### Document section
========================================

I THINK I’ve hit on a way of improving our worrying crime statistics.

If you’re anything like me, you’ll be progressively more worried by each new set of figures.

The other day I was reading some from the Office of National Statistics which included an 11 per cent rise in homicides and a 27 per cent increase in violence against the person.

In our neck of the woods over the last week, we’ve covered everything from party gate crashers running riot at a social hall in Highworth to some bloke in court who was arrested for shoplifting, used three cells as toilets and smeared his mess on the walls.

I was a bit bewildered by that one, to be honest. Surely the logical thing would have been to leave him in the one cell until he ran out of raw materials and then clean the prisoner and the cell with some suitable piece of equipment. A firehose, for example.

Anyway, being a deep thinker, I came up with a way of bringing the figures under control.

What we should do first, I decided, was re-categorise all but a very few crimes as non-emergencies.

The definition of a criminal emergency should be severely limited. It might include, for example, a man drenched head to foot in blood, revving a four-foot chainsaw, dribbling a severed human head for half a mile down a busy shopping street, booting it through a charity shop window and shouting: “Goooooallll!”.

Anything not of similar magnitude must be officially classified as a non-emergency.

Burglar alarm blaring for 12 hours straight? For all anybody knows, the occupants have been murdered in their beds? Non-emergency.

Drug abusers gathering in an alley at all hours of the day and might? The stench of whatever they’re smoking finds its way into about two dozen surrounding homes? Innocent people forced to breathe toxins? Non-emergency.

Drunks demanding cash and abusing anybody who fails to hand it over? Non-emergency.

If somebody wishes to report an emergency, they must call 999. If the thing they’re reporting is less serious than the bloke with the chainsaw I mentioned earlier, they must be severely chastised and accused of misusing the 999 service.

But how will this improve the crime statistics?, you might ask.

Well, here’s where the best bit of the strategy comes in. If somebody has a non-emergency to report, we make them call a different number. This will initially put them through one of those automated options lists everybody hates.

You know the sort of thing: “Press ‘nine’ if you’re losing the will to live”.

========================================

### Records from a collection
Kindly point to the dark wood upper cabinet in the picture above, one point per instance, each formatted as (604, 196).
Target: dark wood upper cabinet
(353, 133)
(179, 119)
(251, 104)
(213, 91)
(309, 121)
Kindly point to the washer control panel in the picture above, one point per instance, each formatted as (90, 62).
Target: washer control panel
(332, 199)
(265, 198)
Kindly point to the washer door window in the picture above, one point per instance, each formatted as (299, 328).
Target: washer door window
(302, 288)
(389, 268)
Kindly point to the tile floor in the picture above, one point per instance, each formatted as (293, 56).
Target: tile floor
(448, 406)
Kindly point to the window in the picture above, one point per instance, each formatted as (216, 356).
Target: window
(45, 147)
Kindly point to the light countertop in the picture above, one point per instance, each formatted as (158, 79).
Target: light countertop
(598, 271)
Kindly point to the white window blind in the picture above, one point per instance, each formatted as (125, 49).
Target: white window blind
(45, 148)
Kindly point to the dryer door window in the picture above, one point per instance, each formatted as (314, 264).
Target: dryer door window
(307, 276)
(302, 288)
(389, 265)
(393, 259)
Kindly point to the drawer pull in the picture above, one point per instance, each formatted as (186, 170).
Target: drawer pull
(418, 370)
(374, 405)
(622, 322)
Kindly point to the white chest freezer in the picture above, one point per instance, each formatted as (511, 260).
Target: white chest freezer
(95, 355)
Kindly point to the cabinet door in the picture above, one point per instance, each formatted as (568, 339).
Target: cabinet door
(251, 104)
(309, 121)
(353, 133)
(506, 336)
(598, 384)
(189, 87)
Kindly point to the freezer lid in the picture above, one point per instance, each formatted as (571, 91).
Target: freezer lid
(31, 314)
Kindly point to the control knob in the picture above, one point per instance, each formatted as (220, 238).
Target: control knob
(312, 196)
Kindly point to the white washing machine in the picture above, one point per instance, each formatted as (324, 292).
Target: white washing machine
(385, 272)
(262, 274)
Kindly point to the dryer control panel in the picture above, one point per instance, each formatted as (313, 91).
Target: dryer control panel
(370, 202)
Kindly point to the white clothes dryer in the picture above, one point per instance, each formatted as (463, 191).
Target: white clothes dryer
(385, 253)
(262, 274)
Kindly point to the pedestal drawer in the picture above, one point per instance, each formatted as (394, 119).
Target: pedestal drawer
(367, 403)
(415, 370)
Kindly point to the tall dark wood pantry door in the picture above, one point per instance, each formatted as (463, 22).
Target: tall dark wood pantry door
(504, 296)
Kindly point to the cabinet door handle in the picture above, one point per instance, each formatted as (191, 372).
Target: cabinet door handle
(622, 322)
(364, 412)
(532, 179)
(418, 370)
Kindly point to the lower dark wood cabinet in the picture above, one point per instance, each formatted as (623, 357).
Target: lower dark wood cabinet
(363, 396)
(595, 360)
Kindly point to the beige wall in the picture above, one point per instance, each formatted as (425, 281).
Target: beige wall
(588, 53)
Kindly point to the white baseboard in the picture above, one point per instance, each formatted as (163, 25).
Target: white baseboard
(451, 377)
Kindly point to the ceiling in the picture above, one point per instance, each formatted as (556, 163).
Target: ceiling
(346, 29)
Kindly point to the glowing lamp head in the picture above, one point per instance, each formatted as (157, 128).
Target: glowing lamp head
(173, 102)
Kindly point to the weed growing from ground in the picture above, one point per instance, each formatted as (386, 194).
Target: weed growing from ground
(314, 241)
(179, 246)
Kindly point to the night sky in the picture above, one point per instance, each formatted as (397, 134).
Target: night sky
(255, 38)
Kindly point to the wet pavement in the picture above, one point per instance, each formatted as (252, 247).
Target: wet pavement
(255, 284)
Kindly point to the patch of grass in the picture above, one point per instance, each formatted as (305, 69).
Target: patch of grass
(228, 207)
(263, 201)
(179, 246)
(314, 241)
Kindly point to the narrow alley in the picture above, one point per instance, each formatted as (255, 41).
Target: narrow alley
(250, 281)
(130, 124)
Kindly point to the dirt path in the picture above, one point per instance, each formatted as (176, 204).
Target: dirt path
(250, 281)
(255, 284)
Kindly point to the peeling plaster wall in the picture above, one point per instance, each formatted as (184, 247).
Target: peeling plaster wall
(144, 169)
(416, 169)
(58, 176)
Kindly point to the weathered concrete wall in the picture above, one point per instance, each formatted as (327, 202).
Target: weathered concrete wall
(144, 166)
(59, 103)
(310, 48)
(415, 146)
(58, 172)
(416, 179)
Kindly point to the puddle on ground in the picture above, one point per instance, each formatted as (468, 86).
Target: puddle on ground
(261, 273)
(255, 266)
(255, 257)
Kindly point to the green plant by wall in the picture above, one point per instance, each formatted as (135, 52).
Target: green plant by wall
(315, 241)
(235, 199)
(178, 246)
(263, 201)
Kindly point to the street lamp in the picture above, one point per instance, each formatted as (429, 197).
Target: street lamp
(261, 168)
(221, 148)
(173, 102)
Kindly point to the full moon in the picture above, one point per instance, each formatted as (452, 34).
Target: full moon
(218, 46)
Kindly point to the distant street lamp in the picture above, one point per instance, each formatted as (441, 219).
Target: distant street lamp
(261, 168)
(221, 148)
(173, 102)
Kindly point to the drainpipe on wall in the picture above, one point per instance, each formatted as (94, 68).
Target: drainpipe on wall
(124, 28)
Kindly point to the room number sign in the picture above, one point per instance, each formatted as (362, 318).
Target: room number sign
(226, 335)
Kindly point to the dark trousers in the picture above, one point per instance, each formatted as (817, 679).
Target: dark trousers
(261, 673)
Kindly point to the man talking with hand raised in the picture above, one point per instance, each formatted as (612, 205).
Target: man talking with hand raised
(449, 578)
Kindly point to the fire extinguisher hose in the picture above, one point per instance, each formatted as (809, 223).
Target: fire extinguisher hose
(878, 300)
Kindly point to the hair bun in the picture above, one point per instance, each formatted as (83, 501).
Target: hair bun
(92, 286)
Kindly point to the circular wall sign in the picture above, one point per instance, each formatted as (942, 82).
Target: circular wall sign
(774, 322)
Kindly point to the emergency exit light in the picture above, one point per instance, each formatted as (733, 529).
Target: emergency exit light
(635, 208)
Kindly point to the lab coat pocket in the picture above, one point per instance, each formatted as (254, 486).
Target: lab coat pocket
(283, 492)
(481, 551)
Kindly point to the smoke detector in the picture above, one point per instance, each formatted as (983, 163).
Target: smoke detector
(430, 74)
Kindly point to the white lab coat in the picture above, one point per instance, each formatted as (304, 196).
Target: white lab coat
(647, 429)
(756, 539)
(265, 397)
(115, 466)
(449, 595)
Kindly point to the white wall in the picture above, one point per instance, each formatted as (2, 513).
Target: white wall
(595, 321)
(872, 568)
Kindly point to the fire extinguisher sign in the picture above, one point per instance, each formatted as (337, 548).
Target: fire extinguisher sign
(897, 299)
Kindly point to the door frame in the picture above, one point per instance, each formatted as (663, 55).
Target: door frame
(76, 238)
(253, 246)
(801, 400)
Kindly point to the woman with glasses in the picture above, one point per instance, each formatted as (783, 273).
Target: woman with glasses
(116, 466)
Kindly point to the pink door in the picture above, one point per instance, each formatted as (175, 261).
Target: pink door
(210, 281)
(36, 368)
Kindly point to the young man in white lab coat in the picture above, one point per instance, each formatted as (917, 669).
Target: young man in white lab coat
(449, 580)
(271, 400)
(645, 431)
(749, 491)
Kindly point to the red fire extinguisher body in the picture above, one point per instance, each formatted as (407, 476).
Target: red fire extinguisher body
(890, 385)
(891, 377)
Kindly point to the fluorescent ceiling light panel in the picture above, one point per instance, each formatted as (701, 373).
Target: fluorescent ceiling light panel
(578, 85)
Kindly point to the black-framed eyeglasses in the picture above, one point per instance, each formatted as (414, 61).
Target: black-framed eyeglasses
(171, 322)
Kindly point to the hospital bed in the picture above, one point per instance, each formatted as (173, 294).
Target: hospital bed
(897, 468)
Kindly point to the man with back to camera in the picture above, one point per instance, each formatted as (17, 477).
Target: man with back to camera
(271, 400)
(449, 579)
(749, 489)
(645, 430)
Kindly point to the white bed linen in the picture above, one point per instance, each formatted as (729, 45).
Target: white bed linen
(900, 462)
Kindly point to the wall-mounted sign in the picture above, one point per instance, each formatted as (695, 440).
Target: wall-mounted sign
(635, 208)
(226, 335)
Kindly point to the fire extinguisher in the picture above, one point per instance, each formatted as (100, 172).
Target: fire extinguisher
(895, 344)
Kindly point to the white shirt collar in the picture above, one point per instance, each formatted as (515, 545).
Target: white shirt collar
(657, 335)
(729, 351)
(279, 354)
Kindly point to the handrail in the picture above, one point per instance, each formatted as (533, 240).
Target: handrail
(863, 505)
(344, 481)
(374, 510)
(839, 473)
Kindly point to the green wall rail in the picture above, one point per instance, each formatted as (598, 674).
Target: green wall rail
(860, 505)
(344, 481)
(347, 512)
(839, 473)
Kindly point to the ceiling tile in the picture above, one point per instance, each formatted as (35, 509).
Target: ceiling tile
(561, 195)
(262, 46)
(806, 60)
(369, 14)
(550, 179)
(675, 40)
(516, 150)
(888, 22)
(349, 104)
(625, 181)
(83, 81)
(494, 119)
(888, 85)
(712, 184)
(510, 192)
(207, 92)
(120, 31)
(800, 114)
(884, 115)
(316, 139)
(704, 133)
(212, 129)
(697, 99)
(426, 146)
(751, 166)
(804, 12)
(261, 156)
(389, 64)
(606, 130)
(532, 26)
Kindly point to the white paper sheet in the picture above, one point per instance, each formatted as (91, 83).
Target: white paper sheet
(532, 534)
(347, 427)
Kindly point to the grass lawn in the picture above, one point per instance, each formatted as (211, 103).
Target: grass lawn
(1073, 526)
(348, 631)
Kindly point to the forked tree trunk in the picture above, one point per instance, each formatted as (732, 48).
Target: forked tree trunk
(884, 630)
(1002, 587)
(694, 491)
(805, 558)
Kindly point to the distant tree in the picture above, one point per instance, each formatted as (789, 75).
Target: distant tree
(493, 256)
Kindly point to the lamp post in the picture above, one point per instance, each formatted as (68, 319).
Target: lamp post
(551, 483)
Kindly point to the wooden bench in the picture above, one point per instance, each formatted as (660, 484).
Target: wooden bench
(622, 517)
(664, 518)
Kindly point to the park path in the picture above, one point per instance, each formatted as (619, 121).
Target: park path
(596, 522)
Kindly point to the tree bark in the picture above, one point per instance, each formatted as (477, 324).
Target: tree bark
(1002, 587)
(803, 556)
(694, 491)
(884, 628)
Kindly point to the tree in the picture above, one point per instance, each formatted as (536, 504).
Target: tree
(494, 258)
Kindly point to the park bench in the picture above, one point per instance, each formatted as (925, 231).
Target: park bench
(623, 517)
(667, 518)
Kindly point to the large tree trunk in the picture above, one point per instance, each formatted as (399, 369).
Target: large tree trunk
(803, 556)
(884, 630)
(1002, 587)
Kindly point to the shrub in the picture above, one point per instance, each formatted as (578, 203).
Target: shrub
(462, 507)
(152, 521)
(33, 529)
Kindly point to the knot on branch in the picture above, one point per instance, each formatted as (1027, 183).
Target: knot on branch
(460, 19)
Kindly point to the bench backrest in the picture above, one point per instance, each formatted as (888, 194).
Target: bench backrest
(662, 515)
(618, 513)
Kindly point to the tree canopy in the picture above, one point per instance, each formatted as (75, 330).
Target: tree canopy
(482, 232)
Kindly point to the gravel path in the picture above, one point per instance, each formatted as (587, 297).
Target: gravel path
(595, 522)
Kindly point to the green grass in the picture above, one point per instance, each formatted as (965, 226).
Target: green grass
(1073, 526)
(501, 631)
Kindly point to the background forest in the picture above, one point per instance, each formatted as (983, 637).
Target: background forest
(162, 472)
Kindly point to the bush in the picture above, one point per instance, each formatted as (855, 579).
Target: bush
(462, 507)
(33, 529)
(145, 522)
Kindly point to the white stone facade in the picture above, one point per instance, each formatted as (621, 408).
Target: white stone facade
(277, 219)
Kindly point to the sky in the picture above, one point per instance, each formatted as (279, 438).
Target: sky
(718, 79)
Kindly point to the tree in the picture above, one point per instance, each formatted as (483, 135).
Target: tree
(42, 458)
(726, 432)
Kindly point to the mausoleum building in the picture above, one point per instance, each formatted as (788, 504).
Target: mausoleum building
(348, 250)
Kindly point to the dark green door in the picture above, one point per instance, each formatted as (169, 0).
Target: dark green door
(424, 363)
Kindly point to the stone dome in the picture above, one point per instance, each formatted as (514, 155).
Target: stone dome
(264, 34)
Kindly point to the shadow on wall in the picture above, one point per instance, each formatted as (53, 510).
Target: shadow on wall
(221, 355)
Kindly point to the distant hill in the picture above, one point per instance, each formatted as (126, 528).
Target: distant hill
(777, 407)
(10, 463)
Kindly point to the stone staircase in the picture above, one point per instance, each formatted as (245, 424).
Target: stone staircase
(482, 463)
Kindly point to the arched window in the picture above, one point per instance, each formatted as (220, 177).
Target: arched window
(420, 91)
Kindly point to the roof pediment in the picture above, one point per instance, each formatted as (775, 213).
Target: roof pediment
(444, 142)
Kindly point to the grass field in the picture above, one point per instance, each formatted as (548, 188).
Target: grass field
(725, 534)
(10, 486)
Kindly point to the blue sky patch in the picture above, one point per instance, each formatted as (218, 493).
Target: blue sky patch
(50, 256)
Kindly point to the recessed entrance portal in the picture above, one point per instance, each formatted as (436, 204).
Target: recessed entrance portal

========================================

### Activities
[1] Rename "homicides" as "murders" in the crime statistics column, copying it out starting with "If you’re anything" and going on through "on the walls.".
[2] Write what comes next in the crime statistics column, carrying on from its final sentence.

### Your written answers
[1]
If you’re anything like me, you’ll be progressively more worried by each new set of figures.

The other day I was reading some from the Office of National Statistics which included an 11 per cent rise in murders and a 27 per cent increase in violence against the person.

In our neck of the woods over the last week, we’ve covered everything from party gate crashers running riot at a social hall in Highworth to some bloke in court who was arrested for shoplifting, used three cells as toilets and smeared his mess on the walls.

[2]
Any caller with the staying power to endure this process must be put through to a call centre staffed by people who mostly wouldn’t be able to distinguish the caller’s local area from a suburb of Carlisle.

Unless they live in Carlisle, of course, in which case they’d be put through to a call centre staffed by people who wouldn’t know Carlisle from Cincinnati. Before anybody at the call centre picks up, callers must be kept on hold for 10 minutes, 20 minutes, half an hour or however long it takes to make them hang up in disgust.

This will ensure crime figures are minimised. It won’t minimise actual crime, of course, but them’s the breaks.

Anyway, I was all set to suggest my strategy to the Home Office, but then last week I tried to report a crime and realised the Home Office was doing something very similar already.

What a load of rubbish

RESIDENTS wanting to use Swindon Borough Council’s garden waste collection service will soon see the annual cost go up from 40 to 50 quid.

I don’t know about you, but I think the rogue fly-tipping firms of this borough should have a whip-round and send every councillor who approved of the wheeze a little Christmas box.

After all, business for the fly-tippers is already brisk and it looks like becoming a lot more so.

Shame about the environment, though.

How about a dose of common sense?

GREAT Western Hospital night nurses are understandably a bit peeved.

They’re no longer allowed to use the car park closest to the building.

They say being forced to use the – admittedly much-needed – new staff car park on the outskirts of the site is perilous after dark.

They also point out that there are plenty of spaces in the public car park in the dead of night, so overcrowding isn’t an issue.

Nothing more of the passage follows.